[begin Page]

# How to make a mortise?.



## Artemix (Aug 10, 2014)

A tenon is simple, just make some cuts in a table saw.

Now, a mortise... without one of those mortise machines.. how can I make one?.

I saw the other day some very complex router based apparatuses... not for me .

Any newbie-proof way of making them?.

Thanks.


----------



## Stick486 (Jan 4, 2013)

Artemix said:


> A tenon is simple, just make some cuts in a table saw.
> 
> Now, a mortise... without one of those mortise machines.. how can I make one?.
> 
> ...


plenty...
you want to learn how to do them by hand or machine...
what do you have for marking gages, chisels, forstner bits, drill press and router???
what size do you want???
how deep???
all the way through???

lots on the subject right here...
pay attention to the .pdf's...

http://www.routerforums.com/router-bits-types-usage/47459-router-bits-mortise-tenon-project.html


----------



## Artemix (Aug 10, 2014)

The idea is to make a structure for a router table.

I want to joint together some pine 2"x4" (I hate speaking in inches btw ) to make the legs and the basic core structure.

For that I think mortise and tenon would be a good enough joint.

I will check those pdf.


----------



## Stick486 (Jan 4, 2013)

Artemix said:


> The idea is to make a structure for a router table.
> 
> I want to joint together some pine 2"x4" (I hate speaking in inches btw ) to make the legs and the basic core structure.

[end Page]
[begin Record extracts]

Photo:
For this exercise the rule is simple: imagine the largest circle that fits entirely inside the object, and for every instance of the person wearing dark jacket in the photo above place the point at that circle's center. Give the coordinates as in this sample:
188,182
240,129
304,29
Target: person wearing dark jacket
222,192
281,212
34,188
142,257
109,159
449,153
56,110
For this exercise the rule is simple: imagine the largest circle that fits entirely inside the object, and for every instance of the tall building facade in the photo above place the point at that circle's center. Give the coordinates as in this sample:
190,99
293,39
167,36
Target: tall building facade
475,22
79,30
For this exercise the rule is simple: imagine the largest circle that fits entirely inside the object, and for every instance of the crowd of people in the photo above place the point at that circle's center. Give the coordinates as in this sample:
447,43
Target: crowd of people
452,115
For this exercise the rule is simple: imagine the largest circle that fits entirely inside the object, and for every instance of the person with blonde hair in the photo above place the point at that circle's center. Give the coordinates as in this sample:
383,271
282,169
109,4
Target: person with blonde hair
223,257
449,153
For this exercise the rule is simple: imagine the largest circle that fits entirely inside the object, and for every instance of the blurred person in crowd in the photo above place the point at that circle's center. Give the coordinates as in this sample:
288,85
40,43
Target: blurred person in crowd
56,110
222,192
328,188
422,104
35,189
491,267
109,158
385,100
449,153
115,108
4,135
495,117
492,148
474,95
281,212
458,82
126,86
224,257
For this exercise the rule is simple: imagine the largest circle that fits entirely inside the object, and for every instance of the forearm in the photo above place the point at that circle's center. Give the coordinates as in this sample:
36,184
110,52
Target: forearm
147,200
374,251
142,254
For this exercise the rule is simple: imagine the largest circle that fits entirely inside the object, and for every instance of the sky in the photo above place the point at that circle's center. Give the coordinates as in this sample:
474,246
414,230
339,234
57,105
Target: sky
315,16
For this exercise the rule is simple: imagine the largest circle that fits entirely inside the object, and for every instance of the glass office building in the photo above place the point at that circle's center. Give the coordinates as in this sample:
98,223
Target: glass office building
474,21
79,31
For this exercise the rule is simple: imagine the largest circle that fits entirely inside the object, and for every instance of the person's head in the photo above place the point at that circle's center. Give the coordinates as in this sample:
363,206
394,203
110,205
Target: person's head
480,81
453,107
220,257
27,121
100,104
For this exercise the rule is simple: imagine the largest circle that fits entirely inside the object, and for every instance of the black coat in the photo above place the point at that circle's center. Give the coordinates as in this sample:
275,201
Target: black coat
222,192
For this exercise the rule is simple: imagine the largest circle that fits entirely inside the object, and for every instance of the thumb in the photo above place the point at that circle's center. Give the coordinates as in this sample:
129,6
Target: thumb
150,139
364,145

[end Record extracts]

Tasks for this exercise:
A) Answer these questions from the mortise thread:
(i) What tool does the first post say is enough for cutting a tenon?
(ii) What does Artemix plan to build with the joints?
(iii) Which files does Stick486 say to pay attention to?
B) Set down the passage of the mortise thread from "what do you" up to and including "to the .pdf's...", copied word for word.
C) Write the next part of the mortise thread, starting right after its last line.

Results for the exercise:
A)
(i) A table saw.
(ii) A structure for a router table, with the legs and basic core structure made from pine 2"x4".
(iii) The .pdf's.

B)
what do you have for marking gages, chisels, forstner bits, drill press and router???
what size do you want???
how deep???
all the way through???

lots on the subject right here...
pay attention to the .pdf's...

C)
> 
> ...


you don't talk in inches, I'll never understand what yur talking about...

so what do you have on hand to make mortises with... we do mortises here...

take a short cut to those pdf's and look at the bottom of the window to the left w/ my face in it and click on my uploads...
lots to choose from...


----------



## DaninVan (Jan 1, 2012)

Pablo; are you talking about building up a laminated plank with 2 x 4's edge to edge?
Like a workbench top? Tongue and groove style?
If so, that's way easier than M&T joinery.
Woodworkers Journal : Jig Based Joinery : Three Tongue-and-Groove Routing Options


----------



## Fraise (May 19, 2012)

Artemix said:


> The idea is to make a structure for a router table.
> 
> I want to joint together some pine 2"x4" (I hate speaking in inches btw ) to make the legs and the basic core structure.
> 
> ...


So you want to join some 56mm by 112mm. We're used to hopping from foot to cm in England now. And some 'metric' measurements are suspiciously imperial. Plaster boards in France are 1120 x 2240. 

Good luck with the mortises. Unless I'm doing loads I use a chisel.


----------



## MT Stringer (Aug 15, 2012)

Artemix said:


> The idea is to make a structure for a router table.
> 
> I want to joint together some pine 2"x4" (I hate speaking in inches btw ) to make the legs and the basic core structure.
> 
> ...


I have built several things for the workshop using 2x4 construction type material. Simple lap joints have worked just fine for me. Glue and clamp them together and maybe stick 'em with a nail or two or a few screws and you should be good to go.

It's not fine furniture but strong enough for a working environment.


----------



## Stick486 (Jan 4, 2013)

MT Stringer said:


> I have built several things for the workshop using 2x4 construction type material. Simple lap joints have worked just fine for me. Glue and clamp them together and maybe stick 'em with a nail or two or a few screws and you should be good to go.
> 
> It's not fine furniture but strong enough for a working environment.


I think Pablo is trying for several birds w/ just one stone....
building his table is practice for bigger and greater things...
now all he has to do decide on style/type...
there's just too many of them till he narrows it down...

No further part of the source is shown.